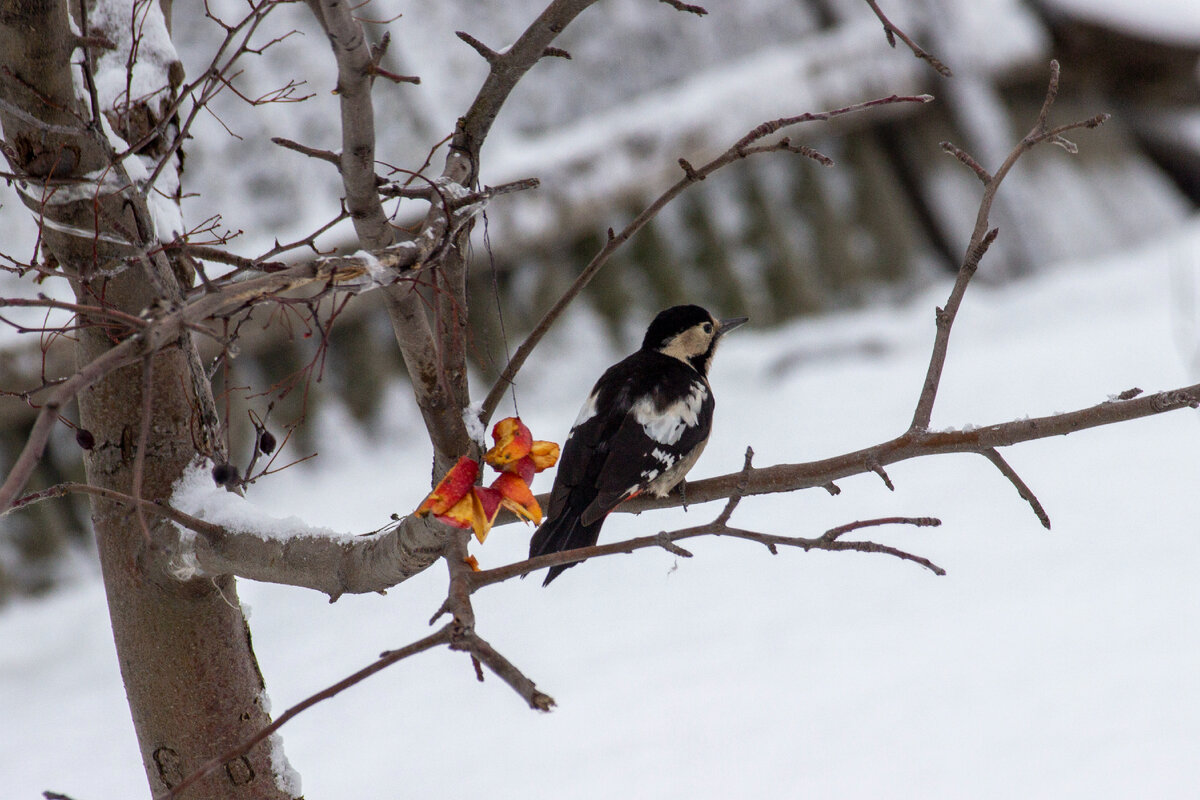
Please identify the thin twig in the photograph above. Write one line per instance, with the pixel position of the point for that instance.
(385, 660)
(981, 239)
(1026, 493)
(741, 149)
(892, 32)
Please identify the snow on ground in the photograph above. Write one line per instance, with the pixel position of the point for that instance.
(1060, 663)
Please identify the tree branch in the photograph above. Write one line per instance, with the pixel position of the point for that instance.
(742, 149)
(981, 239)
(892, 32)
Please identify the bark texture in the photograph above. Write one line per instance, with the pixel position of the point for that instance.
(185, 655)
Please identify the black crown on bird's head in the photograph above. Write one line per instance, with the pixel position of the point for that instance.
(672, 323)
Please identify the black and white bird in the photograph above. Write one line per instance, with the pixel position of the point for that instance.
(641, 429)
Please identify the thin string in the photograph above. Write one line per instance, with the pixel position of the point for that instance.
(499, 310)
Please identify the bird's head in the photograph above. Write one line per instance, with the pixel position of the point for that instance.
(689, 334)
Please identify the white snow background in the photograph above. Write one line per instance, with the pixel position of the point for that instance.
(1060, 663)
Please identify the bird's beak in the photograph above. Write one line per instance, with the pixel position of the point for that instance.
(726, 325)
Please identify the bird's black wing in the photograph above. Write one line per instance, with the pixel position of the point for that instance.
(661, 429)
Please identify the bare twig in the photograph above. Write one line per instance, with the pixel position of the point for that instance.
(1026, 493)
(981, 239)
(893, 32)
(385, 660)
(678, 5)
(827, 541)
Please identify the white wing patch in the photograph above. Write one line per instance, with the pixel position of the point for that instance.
(586, 413)
(667, 426)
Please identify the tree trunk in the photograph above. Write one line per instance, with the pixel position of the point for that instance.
(191, 677)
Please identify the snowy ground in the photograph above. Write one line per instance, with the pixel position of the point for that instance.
(1059, 663)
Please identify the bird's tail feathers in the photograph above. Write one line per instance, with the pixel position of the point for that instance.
(564, 533)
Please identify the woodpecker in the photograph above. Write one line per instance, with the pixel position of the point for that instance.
(641, 429)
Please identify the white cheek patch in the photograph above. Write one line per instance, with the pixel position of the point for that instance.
(667, 426)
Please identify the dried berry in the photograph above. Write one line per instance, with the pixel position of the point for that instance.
(225, 474)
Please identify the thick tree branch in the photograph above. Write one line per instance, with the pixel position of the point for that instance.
(376, 563)
(384, 661)
(917, 444)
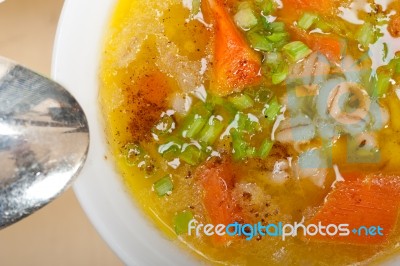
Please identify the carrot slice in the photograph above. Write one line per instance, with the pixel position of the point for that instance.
(329, 46)
(236, 64)
(217, 180)
(371, 200)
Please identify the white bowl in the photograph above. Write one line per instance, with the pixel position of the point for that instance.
(99, 188)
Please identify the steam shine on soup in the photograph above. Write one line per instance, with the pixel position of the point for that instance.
(259, 132)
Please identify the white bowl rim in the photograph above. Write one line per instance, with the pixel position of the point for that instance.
(99, 189)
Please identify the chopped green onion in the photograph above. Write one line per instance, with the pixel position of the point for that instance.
(196, 5)
(196, 120)
(171, 149)
(165, 125)
(296, 51)
(163, 186)
(263, 95)
(265, 149)
(272, 110)
(277, 27)
(181, 222)
(192, 155)
(218, 101)
(277, 37)
(211, 131)
(307, 20)
(245, 124)
(251, 152)
(323, 25)
(382, 83)
(280, 74)
(366, 34)
(240, 146)
(259, 42)
(245, 18)
(241, 101)
(267, 7)
(133, 154)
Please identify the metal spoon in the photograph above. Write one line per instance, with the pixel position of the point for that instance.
(44, 139)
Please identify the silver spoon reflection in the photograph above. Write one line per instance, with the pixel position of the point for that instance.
(44, 139)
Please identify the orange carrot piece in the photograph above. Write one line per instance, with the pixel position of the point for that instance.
(299, 6)
(371, 200)
(217, 180)
(236, 64)
(394, 26)
(326, 45)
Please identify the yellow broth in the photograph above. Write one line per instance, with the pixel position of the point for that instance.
(138, 80)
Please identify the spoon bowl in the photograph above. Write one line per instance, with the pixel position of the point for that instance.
(44, 140)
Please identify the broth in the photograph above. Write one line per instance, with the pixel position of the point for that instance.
(158, 84)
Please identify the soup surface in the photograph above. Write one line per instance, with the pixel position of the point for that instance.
(260, 132)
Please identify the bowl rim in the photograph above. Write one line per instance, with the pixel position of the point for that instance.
(99, 189)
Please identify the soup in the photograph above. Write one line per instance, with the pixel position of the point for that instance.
(259, 132)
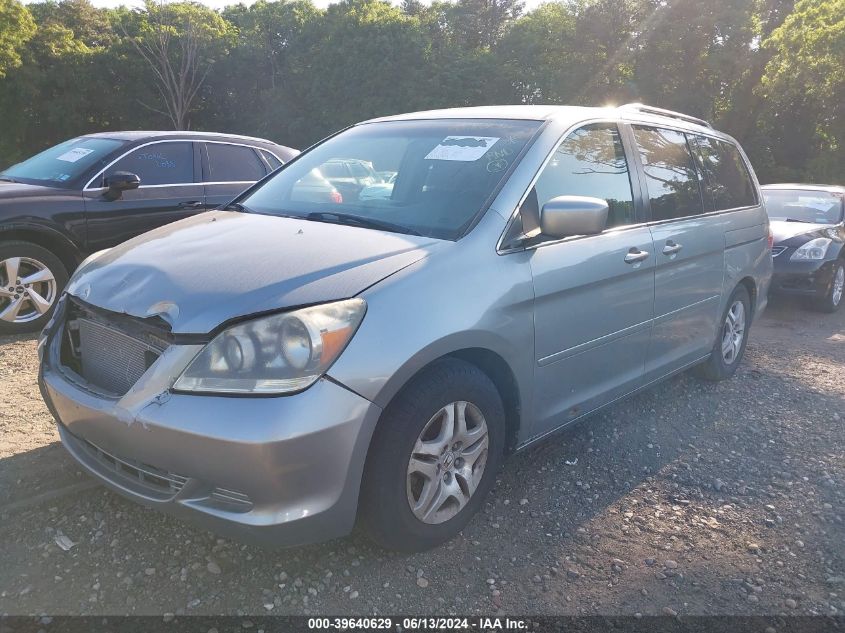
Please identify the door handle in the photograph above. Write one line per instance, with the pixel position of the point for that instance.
(635, 256)
(671, 248)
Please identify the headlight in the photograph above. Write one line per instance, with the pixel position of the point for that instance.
(814, 249)
(277, 354)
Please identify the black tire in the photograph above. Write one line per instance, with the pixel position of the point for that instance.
(36, 253)
(386, 514)
(827, 303)
(716, 367)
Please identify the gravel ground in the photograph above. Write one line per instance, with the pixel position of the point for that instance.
(691, 498)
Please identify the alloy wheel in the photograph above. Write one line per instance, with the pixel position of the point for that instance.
(733, 332)
(447, 462)
(27, 289)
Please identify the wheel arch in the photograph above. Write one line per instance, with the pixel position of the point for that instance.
(495, 367)
(751, 286)
(68, 252)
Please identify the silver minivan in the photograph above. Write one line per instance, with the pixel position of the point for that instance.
(286, 366)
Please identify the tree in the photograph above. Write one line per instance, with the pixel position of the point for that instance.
(16, 28)
(804, 87)
(180, 43)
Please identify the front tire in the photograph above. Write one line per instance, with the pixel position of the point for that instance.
(31, 280)
(434, 457)
(832, 300)
(733, 337)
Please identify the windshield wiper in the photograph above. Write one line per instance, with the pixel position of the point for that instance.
(357, 220)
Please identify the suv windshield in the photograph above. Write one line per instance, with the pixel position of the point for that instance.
(818, 207)
(425, 177)
(64, 162)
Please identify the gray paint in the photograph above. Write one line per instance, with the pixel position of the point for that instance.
(577, 321)
(201, 272)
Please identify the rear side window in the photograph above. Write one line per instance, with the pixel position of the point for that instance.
(233, 163)
(673, 184)
(728, 183)
(160, 164)
(589, 162)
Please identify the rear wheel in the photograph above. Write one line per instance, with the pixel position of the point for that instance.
(832, 300)
(733, 337)
(31, 280)
(434, 457)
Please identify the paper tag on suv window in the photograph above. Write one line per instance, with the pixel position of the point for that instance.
(75, 154)
(464, 148)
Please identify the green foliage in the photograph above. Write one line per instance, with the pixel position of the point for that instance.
(804, 85)
(768, 71)
(16, 28)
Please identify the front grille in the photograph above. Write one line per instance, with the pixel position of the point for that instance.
(105, 355)
(153, 479)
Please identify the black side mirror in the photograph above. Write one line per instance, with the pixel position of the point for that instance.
(118, 182)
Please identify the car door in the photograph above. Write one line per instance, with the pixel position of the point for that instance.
(169, 191)
(689, 251)
(594, 295)
(228, 169)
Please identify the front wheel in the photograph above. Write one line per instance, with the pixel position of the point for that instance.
(31, 280)
(731, 341)
(832, 299)
(434, 457)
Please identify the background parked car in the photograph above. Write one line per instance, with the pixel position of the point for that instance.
(808, 224)
(96, 191)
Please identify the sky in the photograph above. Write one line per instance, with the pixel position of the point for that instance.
(219, 4)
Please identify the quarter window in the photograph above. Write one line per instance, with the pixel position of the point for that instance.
(274, 162)
(729, 185)
(673, 184)
(159, 164)
(233, 163)
(589, 162)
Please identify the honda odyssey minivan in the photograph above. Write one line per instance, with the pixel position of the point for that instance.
(288, 365)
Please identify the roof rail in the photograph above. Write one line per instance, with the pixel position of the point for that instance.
(641, 107)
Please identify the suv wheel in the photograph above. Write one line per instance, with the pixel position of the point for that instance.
(434, 457)
(832, 300)
(31, 280)
(733, 337)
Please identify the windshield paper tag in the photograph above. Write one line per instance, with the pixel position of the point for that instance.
(75, 154)
(463, 148)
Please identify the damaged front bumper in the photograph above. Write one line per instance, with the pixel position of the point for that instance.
(270, 470)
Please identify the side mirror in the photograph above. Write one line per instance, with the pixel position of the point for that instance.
(573, 215)
(118, 182)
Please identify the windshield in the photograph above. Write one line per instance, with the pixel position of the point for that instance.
(818, 207)
(422, 177)
(63, 162)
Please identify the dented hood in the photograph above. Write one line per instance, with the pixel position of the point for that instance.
(201, 272)
(783, 230)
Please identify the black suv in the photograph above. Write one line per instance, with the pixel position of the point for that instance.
(98, 190)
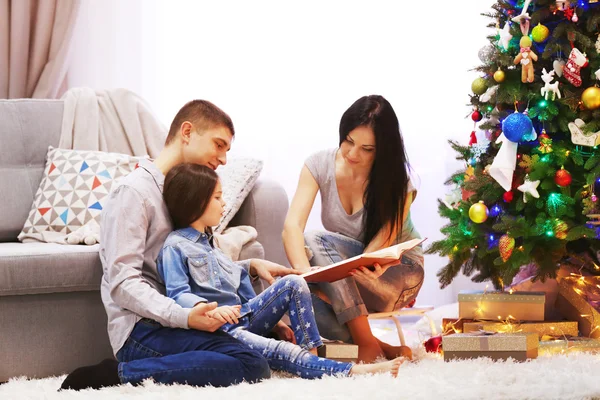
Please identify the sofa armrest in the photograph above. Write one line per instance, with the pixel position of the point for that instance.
(265, 209)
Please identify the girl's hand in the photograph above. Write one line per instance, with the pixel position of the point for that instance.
(226, 314)
(365, 274)
(284, 332)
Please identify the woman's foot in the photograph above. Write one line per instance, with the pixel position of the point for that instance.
(378, 368)
(368, 353)
(392, 352)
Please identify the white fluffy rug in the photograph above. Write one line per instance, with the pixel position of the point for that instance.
(575, 376)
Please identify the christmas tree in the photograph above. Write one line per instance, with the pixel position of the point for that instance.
(528, 193)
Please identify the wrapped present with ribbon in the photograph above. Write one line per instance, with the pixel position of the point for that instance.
(560, 345)
(520, 306)
(338, 350)
(552, 328)
(579, 299)
(497, 346)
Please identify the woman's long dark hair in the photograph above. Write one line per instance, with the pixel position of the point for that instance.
(385, 193)
(187, 192)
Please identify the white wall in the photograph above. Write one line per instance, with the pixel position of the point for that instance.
(286, 71)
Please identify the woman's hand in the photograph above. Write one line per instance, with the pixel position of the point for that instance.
(268, 270)
(226, 314)
(364, 274)
(284, 332)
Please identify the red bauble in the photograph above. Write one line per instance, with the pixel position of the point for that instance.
(562, 177)
(433, 344)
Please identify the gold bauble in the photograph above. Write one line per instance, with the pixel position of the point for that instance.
(479, 86)
(591, 98)
(499, 76)
(540, 33)
(478, 212)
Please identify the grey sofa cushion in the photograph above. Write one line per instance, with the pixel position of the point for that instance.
(33, 268)
(24, 143)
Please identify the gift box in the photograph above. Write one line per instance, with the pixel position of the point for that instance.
(578, 300)
(556, 328)
(339, 351)
(569, 344)
(521, 306)
(497, 346)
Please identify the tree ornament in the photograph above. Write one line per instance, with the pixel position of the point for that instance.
(433, 344)
(560, 229)
(562, 177)
(540, 33)
(548, 86)
(529, 187)
(545, 143)
(591, 98)
(479, 86)
(581, 139)
(486, 53)
(478, 212)
(572, 71)
(526, 57)
(505, 36)
(499, 76)
(506, 245)
(558, 65)
(473, 139)
(515, 126)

#### INSTRUCTION
Write out again, exactly, the lines from the one holding "Please identify the woman's long" through the end of the listing, with both ends included.

#### RESULT
Please identify the woman's long dark hair in the photograph above. Write one line per instance, with the pixel position of the point for that instance.
(385, 193)
(187, 192)
Please identify the white wall in the photograph above. Write one line per instance, with the pixel position of the point for that instance.
(286, 71)
Please identify the woman's hand in the photograph above. Write one line per instance, with the pixel position of the point for that instance.
(268, 270)
(226, 314)
(364, 274)
(284, 332)
Please identify the red bauble in the photograph above. Write one line per instance, with the pixel position of the point for that instance.
(562, 177)
(433, 344)
Please identify the gold bauble in the photograph above. Write one line per instance, with the pixel position of the point for that instance.
(479, 86)
(591, 98)
(499, 76)
(540, 33)
(478, 212)
Please identify the grey sofa cushion in the photograph above. Write one line per instance, with the pixel position of the point for that instance.
(33, 268)
(24, 143)
Please identify the gift box in the photograph above. Write one line per instance, with the pixel position of the point for that instance.
(578, 300)
(556, 328)
(339, 351)
(569, 344)
(521, 306)
(497, 346)
Please identify the tree ornament in the photograph above. Write one line per instance, with the pixel position of the point for that instance.
(433, 344)
(560, 229)
(562, 177)
(540, 33)
(548, 86)
(529, 187)
(545, 143)
(591, 98)
(479, 86)
(581, 139)
(486, 53)
(478, 212)
(572, 71)
(526, 57)
(505, 36)
(499, 76)
(506, 245)
(558, 65)
(473, 139)
(515, 126)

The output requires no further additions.